_Texte source_.
━━━━━━━━━━━━━━━━━━━━

Le 3 mars 2022, la société Prem's Courtage et M. [R] [S] ont interjeté appel de ce jugement.

Par acte du 4 juillet 2022, la société ACE Patrimoine a formé un appel provoqué à l'encontre de la société GD9.

Le 20 juin 2022, la société ACE Patrimoine a pratiqué une saisie attribution à exécution successive au préjudice de M. [S] pour un montant total de 148 378,75 euros en exécution du jugement du tribunal de commerce de Paris du 3 février 2022.

Par ordonnance du 3 novembre 2022, le Premier Président a rejeté la demande de suspension de l'exécution provisoire sollicitée par M. [R] [S] et la société Prem's Courtage.

Par jugement rendu le 4 janvier 2023, le juge de l'exécution du tribunal judiciaire de Paris, a rejeté la demande de délai de grâce de M. [R] [S].

Dans leurs dernières conclusions récapitulatives numérotées 4, notifiées le 12 mai 2023, la société Prem's Courtage et M. [S], appelants et intimés incident, demandent à la cour de:

- Confirmer le jugement entrepris en ce qu'il a débouté la société JB Holding, aujourd'hui dénommée ACE Patrimoine, de l'ensemble de ses demandes au titre de la commission d'actes de concurrence déloyale et de parasitisme,

- Infirmer le jugement entrepris pour le surplus et notamment en ce qu'il a :

dit que la résiliation du contrat de franchise est intervenue le 3 avril 2017 aux torts exclusifs de la société Prem's Courtage,

débouté la société Prem's Courtage de ses demandes indemnitaires au titre de commissions non versées et de manque à gagner,

débouté Monsieur [R] [S] de sa demande tendant à être mise hors de cause,

o condamné solidairement la société Prem's Courtage et Monsieur [R] [S] à payer à la société JB Holding la somme de 140.422,40 euros au titre de son manque à gagner.

━━━━━━━━━━━━━━━━━━━━

_Tâche à réaliser A_. Affichez chaque ligne des enregistrements qui contient la chaîne « taillight », en tenant compte de la casse.
Les enregistrements n'ont aucun lien avec l'extrait de décision de justice.

_Données fournies_.
━━━━━━━━━━━━━━━━━━━━

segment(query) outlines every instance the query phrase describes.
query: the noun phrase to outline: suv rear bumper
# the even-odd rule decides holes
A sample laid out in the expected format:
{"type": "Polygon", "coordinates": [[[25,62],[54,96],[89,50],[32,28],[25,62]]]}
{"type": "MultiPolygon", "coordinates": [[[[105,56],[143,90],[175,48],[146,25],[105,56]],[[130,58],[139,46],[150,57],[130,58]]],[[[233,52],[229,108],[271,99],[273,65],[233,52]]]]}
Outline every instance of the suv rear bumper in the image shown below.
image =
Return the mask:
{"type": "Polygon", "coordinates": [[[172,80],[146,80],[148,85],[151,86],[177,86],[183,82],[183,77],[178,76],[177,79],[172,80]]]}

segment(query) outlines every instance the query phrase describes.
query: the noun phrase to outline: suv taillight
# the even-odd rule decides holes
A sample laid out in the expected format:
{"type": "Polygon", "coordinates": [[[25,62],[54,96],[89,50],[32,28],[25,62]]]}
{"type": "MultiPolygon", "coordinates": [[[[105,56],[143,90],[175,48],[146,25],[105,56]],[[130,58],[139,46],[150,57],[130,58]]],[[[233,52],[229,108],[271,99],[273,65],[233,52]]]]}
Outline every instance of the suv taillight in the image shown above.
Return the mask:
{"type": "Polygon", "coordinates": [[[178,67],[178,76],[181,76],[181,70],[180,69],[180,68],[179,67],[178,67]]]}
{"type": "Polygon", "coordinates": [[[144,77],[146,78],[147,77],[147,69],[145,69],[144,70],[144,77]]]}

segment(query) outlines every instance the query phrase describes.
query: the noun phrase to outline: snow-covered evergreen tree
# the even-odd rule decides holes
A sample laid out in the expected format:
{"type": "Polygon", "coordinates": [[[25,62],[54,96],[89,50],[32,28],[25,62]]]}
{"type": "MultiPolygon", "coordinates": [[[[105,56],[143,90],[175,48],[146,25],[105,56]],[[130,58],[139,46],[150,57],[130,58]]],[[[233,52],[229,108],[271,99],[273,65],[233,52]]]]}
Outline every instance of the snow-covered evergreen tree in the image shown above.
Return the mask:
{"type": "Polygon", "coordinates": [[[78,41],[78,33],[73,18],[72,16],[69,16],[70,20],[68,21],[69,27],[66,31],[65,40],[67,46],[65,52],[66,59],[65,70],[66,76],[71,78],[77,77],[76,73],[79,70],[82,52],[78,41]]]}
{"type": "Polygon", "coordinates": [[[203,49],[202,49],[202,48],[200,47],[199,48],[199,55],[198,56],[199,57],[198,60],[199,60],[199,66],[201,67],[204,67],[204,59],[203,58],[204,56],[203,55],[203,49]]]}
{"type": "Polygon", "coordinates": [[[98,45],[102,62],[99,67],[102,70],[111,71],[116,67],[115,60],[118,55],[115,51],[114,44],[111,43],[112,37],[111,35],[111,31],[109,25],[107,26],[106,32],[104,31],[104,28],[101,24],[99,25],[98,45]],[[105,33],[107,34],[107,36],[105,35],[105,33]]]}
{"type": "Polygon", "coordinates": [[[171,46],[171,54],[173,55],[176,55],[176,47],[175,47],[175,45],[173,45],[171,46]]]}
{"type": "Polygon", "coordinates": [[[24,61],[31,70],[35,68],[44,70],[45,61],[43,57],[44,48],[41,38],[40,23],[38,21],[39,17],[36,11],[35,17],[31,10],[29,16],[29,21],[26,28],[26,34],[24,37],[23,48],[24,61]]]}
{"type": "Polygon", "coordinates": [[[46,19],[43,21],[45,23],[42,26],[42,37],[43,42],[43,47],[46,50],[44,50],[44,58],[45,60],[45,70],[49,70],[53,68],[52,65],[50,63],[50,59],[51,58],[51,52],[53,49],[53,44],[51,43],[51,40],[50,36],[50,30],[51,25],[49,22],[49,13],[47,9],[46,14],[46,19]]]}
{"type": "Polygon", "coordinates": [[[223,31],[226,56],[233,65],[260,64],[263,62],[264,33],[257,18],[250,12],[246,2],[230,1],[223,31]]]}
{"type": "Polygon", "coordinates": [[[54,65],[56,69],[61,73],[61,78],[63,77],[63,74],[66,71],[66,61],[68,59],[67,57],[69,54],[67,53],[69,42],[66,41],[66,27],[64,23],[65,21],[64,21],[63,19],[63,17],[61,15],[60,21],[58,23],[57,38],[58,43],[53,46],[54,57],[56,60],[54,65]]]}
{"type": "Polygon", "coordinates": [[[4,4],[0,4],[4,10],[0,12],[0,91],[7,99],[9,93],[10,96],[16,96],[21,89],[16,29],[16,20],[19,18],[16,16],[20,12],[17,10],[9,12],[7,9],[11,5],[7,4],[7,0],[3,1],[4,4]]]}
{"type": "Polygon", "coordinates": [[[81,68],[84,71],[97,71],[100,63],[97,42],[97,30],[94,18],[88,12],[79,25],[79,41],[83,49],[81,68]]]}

━━━━━━━━━━━━━━━━━━━━

_Tâche à réaliser B_. Recopiez intégralement l'extrait de décision de justice, sans rien y changer.

_Réponse attendue A_.
query: the noun phrase to outline: suv taillight
Outline every instance of the suv taillight in the image shown above.

_Réponse attendue B_.
Le 3 mars 2022, la société Prem's Courtage et M. [R] [S] ont interjeté appel de ce jugement.

Par acte du 4 juillet 2022, la société ACE Patrimoine a formé un appel provoqué à l'encontre de la société GD9.

Le 20 juin 2022, la société ACE Patrimoine a pratiqué une saisie attribution à exécution successive au préjudice de M. [S] pour un montant total de 148 378,75 euros en exécution du jugement du tribunal de commerce de Paris du 3 février 2022.

Par ordonnance du 3 novembre 2022, le Premier Président a rejeté la demande de suspension de l'exécution provisoire sollicitée par M. [R] [S] et la société Prem's Courtage.

Par jugement rendu le 4 janvier 2023, le juge de l'exécution du tribunal judiciaire de Paris, a rejeté la demande de délai de grâce de M. [R] [S].

Dans leurs dernières conclusions récapitulatives numérotées 4, notifiées le 12 mai 2023, la société Prem's Courtage et M. [S], appelants et intimés incident, demandent à la cour de:

- Confirmer le jugement entrepris en ce qu'il a débouté la société JB Holding, aujourd'hui dénommée ACE Patrimoine, de l'ensemble de ses demandes au titre de la commission d'actes de concurrence déloyale et de parasitisme,

- Infirmer le jugement entrepris pour le surplus et notamment en ce qu'il a :

dit que la résiliation du contrat de franchise est intervenue le 3 avril 2017 aux torts exclusifs de la société Prem's Courtage,

débouté la société Prem's Courtage de ses demandes indemnitaires au titre de commissions non versées et de manque à gagner,

débouté Monsieur [R] [S] de sa demande tendant à être mise hors de cause,

o condamné solidairement la société Prem's Courtage et Monsieur [R] [S] à payer à la société JB Holding la somme de 140.422,40 euros au titre de son manque à gagner.